| DOCUMENT PASSAGE |
++++

With social media and interconnected telecommunications providing immediate access to horrifying events all around the world, it takes real effort to separate ourselves from the violence that is constantly unfolding.  Ask a friend how to shield yourself from the shock of it all and you will get the instant response, “Just turn off the cellphone [/computer/TV/etc.] for periods of the day or week so that you can think and function!”  Their advice rings true, but is hard to put into practice.

It is hard to disconnect ourselves from the pain and difficulty of others because we either want to learn more about their tragedy in hopes of protecting ourselves from it, or we want to see if there is a way that we can help.  After all, as a nation and a church, we find amazing ways to respond to tragedy with hope through basic necessities.

But what about when the violence is happening inside us and we are the culprit?

Hurting a Mystery Person

One of the great challenges in life is to forgive, and especially to forgive ourselves. There are a myriad of ways we disappoint others and ourselves.

Life happens.  The more years we are given to live, the more opportunities we have to have mess up, to have challenges, or to witness tragedy. When an injustice or tragedy happens to us, our human condition is to want to not only to steep in anger, but to conceive of ways to exact some revenge and throw some of our pain at the offender (the very definition of “blame”).

Nelson Mandela said that resentment is like swallowing poison and waiting for your enemy to die. The science of resentment, and blame confirms his observation, as in times of steaming resentment, our body releases stress hormones that scar our arteries, lock up our brains from making decisions and increase our chance of stroke or heart attack. A grudge is really violence done to ourselves.

It Matters to God

What you do to your own body matters to God.  When you harbor bad thoughts about others —and especially disappointment with yourself—you are committing a violent act against someone God loves immensely:  you.

But when you make the decision to forgive, you discover that you are bigger than your emotions and free to be who you were created to be.  Freed from the chains that tie you to the pain of the past, you are free to have life, and have it abundantly.

Meet God at the starting point of forgiveness at the place God treasures: right inside your heart.

++++

| Dataset rows |
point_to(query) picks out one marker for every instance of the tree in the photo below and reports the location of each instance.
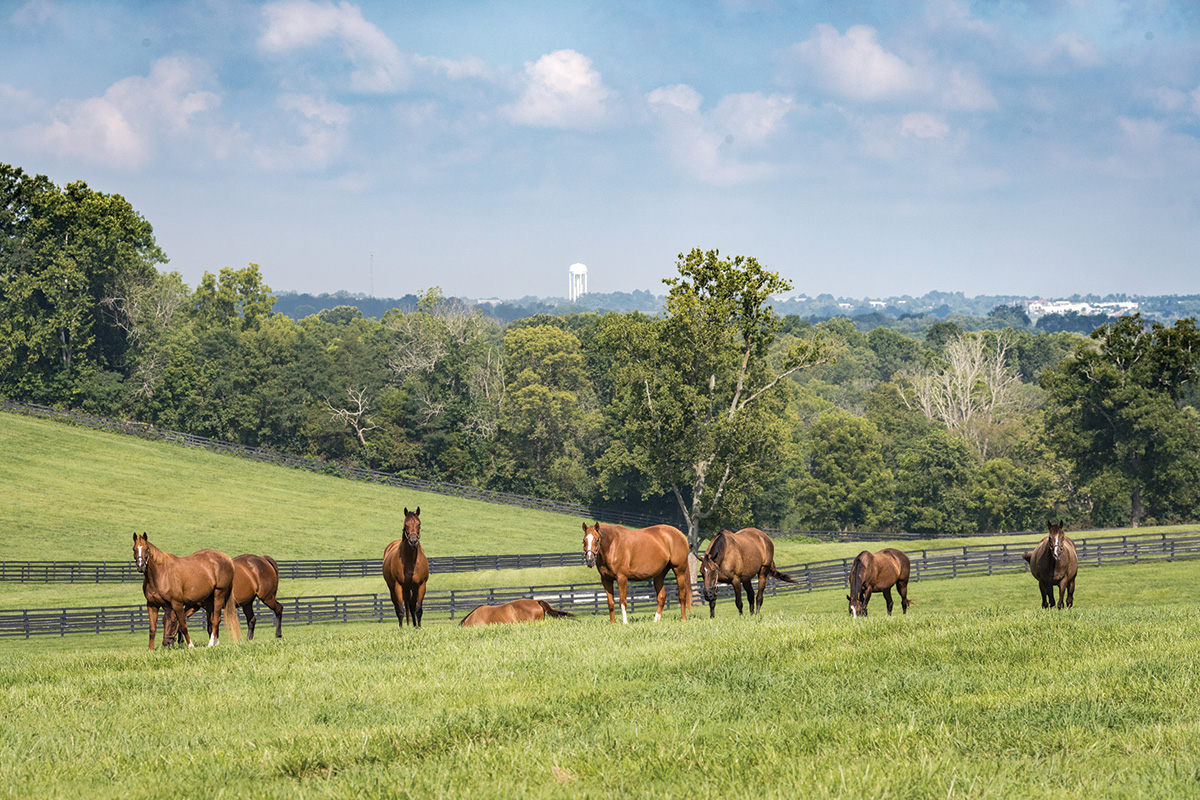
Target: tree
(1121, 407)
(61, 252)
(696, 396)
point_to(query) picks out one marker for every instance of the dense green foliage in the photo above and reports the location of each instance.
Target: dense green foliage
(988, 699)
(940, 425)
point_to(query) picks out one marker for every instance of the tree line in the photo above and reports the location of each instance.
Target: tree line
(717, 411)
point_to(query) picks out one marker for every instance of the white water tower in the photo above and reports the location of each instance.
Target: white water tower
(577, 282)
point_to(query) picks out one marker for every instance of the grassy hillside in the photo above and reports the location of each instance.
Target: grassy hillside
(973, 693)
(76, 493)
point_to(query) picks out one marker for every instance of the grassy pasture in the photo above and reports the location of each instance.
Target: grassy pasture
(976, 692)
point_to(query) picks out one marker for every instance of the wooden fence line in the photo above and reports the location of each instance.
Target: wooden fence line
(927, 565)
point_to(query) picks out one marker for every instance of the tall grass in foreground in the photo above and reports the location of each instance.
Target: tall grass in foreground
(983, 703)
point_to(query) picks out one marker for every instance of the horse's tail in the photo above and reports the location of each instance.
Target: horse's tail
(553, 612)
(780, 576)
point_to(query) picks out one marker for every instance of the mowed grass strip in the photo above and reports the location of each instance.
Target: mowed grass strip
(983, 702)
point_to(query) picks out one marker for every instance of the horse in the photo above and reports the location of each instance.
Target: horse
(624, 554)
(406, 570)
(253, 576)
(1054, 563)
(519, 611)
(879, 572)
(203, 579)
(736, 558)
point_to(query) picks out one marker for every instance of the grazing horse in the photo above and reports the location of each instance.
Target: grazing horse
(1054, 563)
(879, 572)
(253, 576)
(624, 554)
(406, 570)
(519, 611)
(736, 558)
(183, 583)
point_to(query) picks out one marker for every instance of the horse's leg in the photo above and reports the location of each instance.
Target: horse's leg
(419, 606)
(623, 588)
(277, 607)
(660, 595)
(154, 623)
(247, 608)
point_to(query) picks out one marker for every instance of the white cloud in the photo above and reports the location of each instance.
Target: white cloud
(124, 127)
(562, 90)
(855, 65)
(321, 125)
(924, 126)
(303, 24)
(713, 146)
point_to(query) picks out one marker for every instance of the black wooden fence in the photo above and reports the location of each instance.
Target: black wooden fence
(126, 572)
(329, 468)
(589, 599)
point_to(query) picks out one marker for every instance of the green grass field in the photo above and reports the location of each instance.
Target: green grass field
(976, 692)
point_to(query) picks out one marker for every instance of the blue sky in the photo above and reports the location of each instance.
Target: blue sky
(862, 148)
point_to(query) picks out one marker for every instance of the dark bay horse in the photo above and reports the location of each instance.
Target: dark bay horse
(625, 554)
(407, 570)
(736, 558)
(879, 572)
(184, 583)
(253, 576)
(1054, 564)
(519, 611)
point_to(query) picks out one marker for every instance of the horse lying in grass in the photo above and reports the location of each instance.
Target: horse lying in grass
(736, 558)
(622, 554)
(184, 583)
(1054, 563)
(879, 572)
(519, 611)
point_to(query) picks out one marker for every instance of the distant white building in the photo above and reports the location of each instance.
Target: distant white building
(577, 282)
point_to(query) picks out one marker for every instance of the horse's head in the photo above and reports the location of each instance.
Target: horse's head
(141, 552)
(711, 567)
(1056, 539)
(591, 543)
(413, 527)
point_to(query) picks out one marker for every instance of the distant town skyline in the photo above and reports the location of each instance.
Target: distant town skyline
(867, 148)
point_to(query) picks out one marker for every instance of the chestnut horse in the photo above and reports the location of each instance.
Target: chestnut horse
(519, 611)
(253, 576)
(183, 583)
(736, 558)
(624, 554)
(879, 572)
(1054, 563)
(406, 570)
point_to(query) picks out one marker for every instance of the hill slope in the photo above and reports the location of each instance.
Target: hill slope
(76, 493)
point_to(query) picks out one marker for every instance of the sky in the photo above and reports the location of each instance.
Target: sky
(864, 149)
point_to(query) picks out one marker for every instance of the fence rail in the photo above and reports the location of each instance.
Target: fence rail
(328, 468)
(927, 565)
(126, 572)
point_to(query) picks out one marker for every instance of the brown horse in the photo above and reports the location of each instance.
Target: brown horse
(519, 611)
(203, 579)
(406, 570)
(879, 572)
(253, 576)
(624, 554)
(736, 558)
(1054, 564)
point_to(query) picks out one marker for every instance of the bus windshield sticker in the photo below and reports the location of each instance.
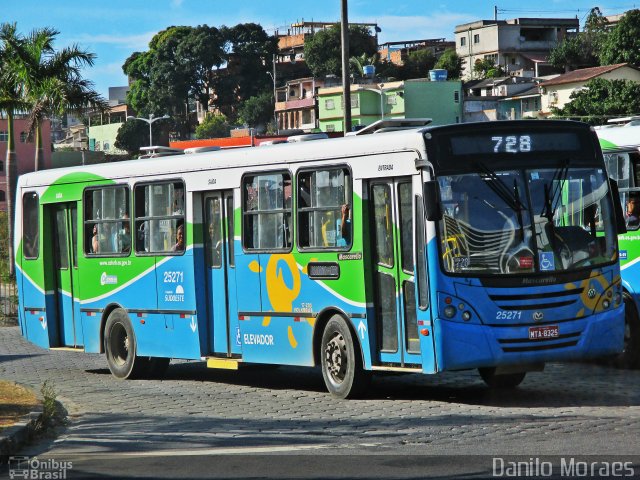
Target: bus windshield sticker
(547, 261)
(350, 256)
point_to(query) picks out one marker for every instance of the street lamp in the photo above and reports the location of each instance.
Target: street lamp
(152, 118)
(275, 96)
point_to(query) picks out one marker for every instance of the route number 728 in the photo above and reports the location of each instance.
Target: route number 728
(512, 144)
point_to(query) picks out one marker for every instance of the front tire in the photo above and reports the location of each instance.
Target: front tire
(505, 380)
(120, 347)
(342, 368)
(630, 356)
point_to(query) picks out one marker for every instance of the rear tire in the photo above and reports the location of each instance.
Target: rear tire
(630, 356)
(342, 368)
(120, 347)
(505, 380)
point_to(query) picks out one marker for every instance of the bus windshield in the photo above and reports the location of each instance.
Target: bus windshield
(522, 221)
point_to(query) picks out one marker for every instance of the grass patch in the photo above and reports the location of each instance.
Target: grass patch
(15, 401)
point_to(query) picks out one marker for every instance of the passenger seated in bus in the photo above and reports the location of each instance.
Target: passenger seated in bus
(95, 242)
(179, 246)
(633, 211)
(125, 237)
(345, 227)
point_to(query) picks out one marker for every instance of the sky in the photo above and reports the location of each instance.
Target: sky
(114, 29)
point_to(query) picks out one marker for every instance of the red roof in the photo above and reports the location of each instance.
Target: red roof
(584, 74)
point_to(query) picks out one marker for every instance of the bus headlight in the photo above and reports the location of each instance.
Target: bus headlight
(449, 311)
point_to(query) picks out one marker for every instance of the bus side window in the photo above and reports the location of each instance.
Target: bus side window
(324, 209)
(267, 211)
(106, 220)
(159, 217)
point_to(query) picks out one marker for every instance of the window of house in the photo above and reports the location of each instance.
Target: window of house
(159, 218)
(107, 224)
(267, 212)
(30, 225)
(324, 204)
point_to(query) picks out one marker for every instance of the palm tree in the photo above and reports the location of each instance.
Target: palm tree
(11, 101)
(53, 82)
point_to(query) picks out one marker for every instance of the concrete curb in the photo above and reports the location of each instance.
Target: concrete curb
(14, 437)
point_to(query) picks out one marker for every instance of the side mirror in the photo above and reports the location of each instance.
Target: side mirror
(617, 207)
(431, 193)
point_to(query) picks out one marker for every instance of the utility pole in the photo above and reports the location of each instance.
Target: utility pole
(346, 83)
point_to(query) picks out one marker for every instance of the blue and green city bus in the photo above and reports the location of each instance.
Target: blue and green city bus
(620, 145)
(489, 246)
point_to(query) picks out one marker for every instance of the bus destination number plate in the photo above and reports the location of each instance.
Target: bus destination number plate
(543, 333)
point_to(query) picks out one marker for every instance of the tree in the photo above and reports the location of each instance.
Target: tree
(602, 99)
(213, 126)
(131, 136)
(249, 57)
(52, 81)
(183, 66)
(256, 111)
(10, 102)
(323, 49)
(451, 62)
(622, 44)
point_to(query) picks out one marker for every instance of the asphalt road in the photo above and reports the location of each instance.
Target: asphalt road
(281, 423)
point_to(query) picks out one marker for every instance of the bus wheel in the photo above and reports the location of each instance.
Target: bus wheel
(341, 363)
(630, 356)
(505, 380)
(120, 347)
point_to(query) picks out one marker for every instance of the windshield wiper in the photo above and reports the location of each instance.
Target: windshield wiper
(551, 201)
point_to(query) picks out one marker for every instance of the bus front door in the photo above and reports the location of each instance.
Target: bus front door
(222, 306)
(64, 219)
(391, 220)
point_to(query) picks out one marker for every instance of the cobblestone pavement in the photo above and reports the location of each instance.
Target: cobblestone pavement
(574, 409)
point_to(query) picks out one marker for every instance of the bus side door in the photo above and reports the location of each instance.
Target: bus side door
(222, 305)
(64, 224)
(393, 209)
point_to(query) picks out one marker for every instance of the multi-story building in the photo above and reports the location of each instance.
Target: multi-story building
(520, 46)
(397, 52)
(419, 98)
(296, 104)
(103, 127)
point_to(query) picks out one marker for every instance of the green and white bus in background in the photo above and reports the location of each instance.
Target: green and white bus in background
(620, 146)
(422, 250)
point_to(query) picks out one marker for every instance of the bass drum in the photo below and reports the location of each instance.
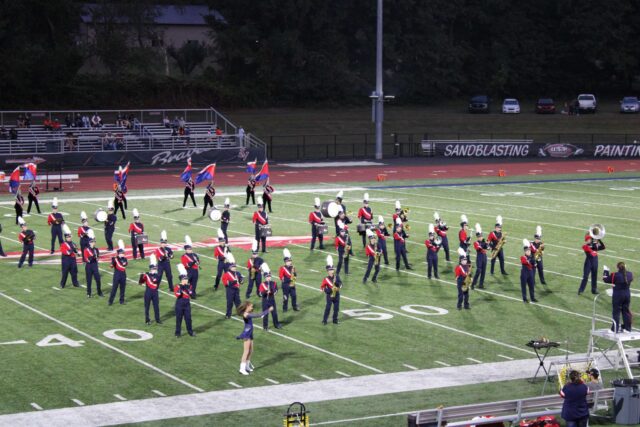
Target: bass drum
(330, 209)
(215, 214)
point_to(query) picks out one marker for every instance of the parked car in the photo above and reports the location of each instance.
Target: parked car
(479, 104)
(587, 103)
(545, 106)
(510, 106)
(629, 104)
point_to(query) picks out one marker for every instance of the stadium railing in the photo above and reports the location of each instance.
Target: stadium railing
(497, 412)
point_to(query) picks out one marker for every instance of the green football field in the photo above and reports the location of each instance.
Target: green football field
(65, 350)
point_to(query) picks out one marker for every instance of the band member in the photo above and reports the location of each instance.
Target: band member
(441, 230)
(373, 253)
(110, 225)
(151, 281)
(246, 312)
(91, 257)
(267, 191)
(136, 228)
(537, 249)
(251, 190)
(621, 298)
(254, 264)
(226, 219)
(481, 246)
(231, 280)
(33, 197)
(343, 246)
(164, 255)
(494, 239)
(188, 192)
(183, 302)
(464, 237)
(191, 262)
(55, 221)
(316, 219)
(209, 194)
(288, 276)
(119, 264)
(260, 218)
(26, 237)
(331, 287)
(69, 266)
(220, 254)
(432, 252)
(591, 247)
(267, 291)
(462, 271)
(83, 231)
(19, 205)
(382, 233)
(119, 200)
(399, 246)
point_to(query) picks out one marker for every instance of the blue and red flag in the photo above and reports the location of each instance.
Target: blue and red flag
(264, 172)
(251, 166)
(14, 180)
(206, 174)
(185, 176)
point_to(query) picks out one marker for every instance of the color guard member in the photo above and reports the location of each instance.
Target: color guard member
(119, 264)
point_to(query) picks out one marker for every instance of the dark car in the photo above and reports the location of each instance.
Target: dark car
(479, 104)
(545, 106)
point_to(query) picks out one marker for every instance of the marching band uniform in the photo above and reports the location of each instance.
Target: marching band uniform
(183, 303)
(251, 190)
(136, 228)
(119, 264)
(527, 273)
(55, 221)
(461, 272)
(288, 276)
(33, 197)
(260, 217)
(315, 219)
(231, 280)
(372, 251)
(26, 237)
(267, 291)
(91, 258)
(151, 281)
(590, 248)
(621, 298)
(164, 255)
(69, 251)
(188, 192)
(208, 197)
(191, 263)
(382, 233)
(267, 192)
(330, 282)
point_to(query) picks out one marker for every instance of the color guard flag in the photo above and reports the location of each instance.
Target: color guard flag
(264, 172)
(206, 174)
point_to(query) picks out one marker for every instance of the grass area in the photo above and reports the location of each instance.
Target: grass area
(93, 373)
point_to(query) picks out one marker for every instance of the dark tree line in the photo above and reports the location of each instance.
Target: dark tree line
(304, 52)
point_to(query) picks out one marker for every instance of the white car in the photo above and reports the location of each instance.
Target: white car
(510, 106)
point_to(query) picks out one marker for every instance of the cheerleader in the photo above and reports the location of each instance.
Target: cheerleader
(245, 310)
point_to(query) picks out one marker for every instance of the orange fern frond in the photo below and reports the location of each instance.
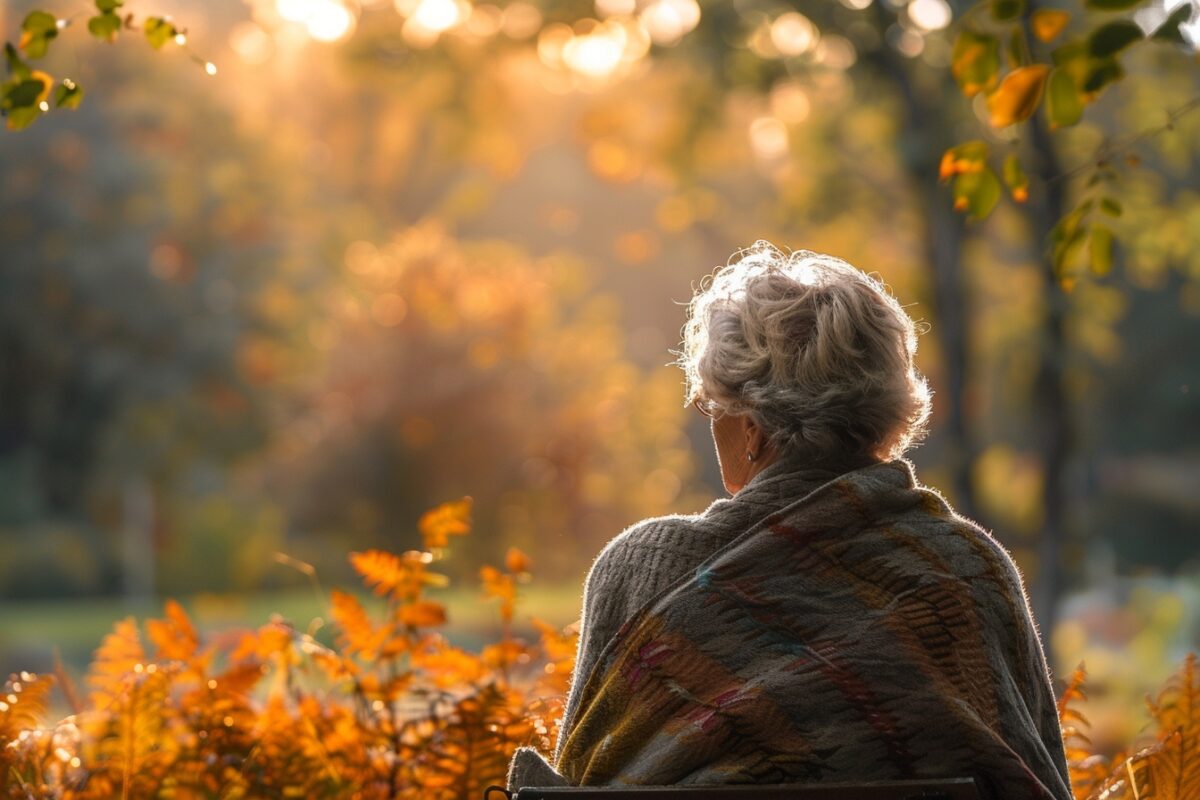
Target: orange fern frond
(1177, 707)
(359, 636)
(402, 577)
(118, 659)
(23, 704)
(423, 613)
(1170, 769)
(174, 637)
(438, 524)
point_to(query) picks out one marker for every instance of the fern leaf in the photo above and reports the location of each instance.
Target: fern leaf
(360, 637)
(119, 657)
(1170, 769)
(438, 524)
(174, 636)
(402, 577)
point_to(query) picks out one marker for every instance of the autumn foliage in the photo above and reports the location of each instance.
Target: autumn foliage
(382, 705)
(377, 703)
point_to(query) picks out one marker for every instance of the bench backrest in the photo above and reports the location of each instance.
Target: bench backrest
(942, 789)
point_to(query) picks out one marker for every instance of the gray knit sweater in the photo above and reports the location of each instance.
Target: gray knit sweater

++++

| EXERCISE TASK |
Update the passage on forgiveness between "One of the great" and "others and ourselves.", inclusive, changing "great challenges" to "hardest tasks". The dataset rows are separate material and have no connection to the text about forgiveness.

| FINISHED TASK |
One of the hardest tasks in life is to forgive, and especially to forgive ourselves. There are a myriad of ways we disappoint others and ourselves.